__PERSYARATAN__
Dapatkah Anda melanjutkan teks tentang penyaluran kredit perbankan berikut, mulai setelah kalimat terakhirnya?

__KUTIPAN DOKUMEN__
◇ ◇ ◇ ◇ ◇

Di tengah keterbatasan anggaran negara, Jokowi sering menyampaikan kepada para bankir untuk giat meningkatkan penyaluran kreditnya untuk mendorong perekonomian.

“Saya ajak perbankan. Memang harus prudent, hati-hati. Tapi, tolong lebih didorong lagi kreditnya, terutama bagi UMKM. Jangan semuanya ramai-ramai membeli ke BI atau SBN,” ujarnya dalam acara Pertemuan Tahunan Bank Indonesia (PTBI) 2023, pada akhir tahun lalu.

Namun, para bankir bekerja sesuai dengan mekanisme bisnis. Mereka tidak perlu disuruh-suruh mengucurkan kredit, karena hidup matinya bank dari kredit. Kalau bank tidak bernafsu mengucurkan kredit berarti kondisi ekonomi tidak mendukung. Bank memiliki strategi yang disesuaikan dengan risk appetite dan rencana bisnisnya masing-masing, termasuk dalam penempatan portofolio atau asset liquidity management.

Sebagian besar aset produktif perbankan masih berupa kredit. Berdasarkan Statistik Perbankan Indonesia dari Otoritas Jasa Keuangan (OJK) per 2023, jumlah kredit bank umum yang mencapai Rp7.186,93 triliun itu rasionya sebesar 61,08% dari total aset yang mencapai Rp11.765,84 triliun. Meningkat dari posisi 2022 yang 58,72% dari total aset. Sedangkan, porsi surat berharga hanya senilai 16,89% dari total aset atau hampir tidak berubah dari rasio pada 2022 yang sebesar 16,84% dari aset bank yang mencapai Rp11.065,74 triliun.

◇ ◇ ◇ ◇ ◇

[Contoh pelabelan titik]
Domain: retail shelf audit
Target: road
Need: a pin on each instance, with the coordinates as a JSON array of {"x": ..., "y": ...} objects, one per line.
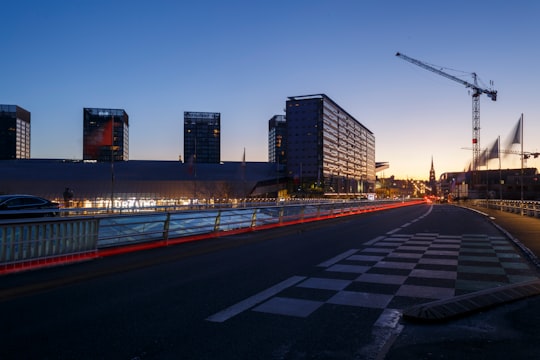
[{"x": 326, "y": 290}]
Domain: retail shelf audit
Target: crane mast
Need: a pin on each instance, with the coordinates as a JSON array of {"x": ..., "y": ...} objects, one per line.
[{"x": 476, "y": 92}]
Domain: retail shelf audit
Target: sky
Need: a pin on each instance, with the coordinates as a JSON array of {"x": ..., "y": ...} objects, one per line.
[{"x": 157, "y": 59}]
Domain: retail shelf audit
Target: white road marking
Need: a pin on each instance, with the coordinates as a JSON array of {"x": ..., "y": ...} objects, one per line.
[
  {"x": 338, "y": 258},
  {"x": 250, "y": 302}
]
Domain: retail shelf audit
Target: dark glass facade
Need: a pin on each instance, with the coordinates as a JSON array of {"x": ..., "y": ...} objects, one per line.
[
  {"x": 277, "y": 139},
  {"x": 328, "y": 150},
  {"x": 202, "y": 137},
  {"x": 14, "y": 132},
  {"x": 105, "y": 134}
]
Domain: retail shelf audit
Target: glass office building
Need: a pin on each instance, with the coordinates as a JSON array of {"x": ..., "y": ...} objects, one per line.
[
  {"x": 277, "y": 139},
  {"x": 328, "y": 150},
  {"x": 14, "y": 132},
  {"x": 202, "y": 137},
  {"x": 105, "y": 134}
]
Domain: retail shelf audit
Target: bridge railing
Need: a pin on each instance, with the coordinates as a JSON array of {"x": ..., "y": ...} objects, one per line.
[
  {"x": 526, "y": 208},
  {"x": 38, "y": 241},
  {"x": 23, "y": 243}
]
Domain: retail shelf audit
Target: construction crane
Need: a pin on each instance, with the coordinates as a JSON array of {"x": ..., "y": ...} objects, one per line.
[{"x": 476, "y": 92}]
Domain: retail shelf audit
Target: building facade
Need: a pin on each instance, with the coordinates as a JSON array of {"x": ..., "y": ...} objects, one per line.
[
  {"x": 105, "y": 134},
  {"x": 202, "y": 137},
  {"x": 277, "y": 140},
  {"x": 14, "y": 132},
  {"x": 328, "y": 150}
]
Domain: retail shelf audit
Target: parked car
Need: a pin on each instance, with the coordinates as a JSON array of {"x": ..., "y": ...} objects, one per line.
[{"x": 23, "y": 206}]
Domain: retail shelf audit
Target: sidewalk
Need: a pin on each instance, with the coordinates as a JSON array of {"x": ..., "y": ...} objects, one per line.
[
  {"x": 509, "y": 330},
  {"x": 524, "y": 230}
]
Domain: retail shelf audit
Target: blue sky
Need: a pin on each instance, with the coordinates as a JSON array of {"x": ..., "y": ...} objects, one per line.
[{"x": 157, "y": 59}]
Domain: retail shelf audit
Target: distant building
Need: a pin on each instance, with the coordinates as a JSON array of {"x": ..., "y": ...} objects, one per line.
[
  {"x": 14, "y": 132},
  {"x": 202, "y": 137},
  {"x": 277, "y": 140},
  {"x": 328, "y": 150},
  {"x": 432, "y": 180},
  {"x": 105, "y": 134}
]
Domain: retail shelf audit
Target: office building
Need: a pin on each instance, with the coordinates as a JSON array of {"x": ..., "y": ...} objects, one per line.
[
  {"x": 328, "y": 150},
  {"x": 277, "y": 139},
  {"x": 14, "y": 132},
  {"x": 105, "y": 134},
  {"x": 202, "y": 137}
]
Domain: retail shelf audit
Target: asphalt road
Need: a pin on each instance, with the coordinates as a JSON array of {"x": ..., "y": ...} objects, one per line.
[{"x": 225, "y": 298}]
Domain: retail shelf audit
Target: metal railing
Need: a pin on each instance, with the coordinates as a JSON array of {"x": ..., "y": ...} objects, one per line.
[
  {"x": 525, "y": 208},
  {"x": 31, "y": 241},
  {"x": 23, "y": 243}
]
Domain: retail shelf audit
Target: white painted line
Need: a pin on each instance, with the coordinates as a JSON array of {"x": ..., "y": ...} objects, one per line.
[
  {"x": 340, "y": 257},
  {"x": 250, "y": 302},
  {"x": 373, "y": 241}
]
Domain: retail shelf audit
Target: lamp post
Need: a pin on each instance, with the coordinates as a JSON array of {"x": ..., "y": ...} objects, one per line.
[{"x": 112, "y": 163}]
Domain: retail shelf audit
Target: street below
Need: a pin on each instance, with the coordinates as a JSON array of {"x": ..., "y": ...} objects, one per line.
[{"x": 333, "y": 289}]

◇ ◇ ◇ ◇ ◇

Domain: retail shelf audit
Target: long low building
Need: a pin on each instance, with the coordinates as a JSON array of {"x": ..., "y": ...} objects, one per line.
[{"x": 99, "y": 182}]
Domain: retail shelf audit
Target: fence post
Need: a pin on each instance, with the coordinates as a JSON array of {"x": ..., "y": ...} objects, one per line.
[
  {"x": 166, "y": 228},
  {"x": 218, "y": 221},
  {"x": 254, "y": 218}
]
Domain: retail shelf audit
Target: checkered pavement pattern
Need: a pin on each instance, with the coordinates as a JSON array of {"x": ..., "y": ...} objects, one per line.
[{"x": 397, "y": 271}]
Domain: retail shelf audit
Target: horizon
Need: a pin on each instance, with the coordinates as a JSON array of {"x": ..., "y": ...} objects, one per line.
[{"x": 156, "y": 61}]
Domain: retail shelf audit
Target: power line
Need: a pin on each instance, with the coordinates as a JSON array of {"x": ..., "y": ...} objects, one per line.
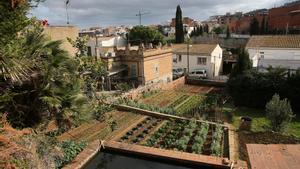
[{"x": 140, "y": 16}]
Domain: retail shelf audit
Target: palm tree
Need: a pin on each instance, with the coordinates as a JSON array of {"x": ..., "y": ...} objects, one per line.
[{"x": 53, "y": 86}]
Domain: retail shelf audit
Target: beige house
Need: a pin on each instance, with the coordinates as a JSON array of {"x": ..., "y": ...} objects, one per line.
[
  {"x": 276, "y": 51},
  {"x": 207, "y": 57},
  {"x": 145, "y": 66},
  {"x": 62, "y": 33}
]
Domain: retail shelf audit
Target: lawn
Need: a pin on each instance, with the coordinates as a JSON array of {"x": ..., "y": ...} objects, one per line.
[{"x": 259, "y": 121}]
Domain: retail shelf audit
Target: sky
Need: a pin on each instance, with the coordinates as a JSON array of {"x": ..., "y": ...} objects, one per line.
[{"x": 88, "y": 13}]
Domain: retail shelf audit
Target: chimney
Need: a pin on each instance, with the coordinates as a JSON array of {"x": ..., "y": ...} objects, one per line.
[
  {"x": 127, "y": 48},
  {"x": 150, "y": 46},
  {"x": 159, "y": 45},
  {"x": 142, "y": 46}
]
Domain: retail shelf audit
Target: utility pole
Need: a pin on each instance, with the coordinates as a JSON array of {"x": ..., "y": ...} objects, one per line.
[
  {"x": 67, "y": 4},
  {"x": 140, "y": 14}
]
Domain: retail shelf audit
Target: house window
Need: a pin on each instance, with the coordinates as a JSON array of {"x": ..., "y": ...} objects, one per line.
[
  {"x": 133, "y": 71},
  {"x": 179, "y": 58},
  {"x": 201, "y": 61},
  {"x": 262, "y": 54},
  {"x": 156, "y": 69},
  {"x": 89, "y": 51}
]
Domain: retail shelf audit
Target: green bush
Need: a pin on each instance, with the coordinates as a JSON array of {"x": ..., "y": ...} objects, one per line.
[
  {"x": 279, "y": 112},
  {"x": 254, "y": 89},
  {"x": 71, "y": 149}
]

◇ ◇ ◇ ◇ ◇

__HASIL LATIHAN__
Yang menjadi isu justru ketimpangan keuangan yang terindikasi dari struktur dana pihak ketiga (DPK) yang timpang. Jumlah simpanan di perbankan didominasi duit-duit orang superkaya. Lihat saja data Lembaga Penjamin Simpanan (LPS) per Oktober 2023. Dari DPK perbankan sebesar Rp8.269 triliun, 61% dimiliki oleh 348.536 pemilik rekening atau 0,064% dari jumlah rekening yang mencapai 546.991.010 rekening. Itu adalah rekening simpanan senilai Rp2 miliar ke atas, yang mencapai Rp5.065 triliun atau 61%.

Rata-rata mereka memiliki simpanan Rp14.532.214.749,69 per orang. Sementara, ada 540.347.322 rekening dengan nilai simpanan di bawah Rp100 juta dengan jumlah nilai simpanannya Rp1.007 triliun, sehingga rata-rata simpanannya Rp1,86 juta. Kelompok ini berlapis-lapis dan ratusan juta orang yang saldo simpanannya di bawah Rp1 juta. Namun, yang lebih menderita lagi adalah 90 juta orang yang tidak punya rekening bank dan tidak punya masa depan finansial.

Struktur DPK perbankan tersebut segaris dengan apa yang disampaikan Garibaldi Thohir, salah seorang crazy rich Indonesia, yang mengklaim bahwa sepertiga ekonomi Indonesia disumbang oleh jumlah orang yang sedikit seperti dirinya.

Sebelumnya, Global Wealth Report dari Credit Suisse 2022 juga melaporkan bahwa 1% orang terkaya menguasai hampir 37,6% dari total kekayaan di Indonesia. Sepuluh tahun lalu, Bank Dunia (World Bank) bahkan menyebutkan 10% orang terkaya Indonesia menguasai 77% dari seluruh kekayaan di negeri ini, dan 1% di antaranya menguasai separuh kekayaan yang ada.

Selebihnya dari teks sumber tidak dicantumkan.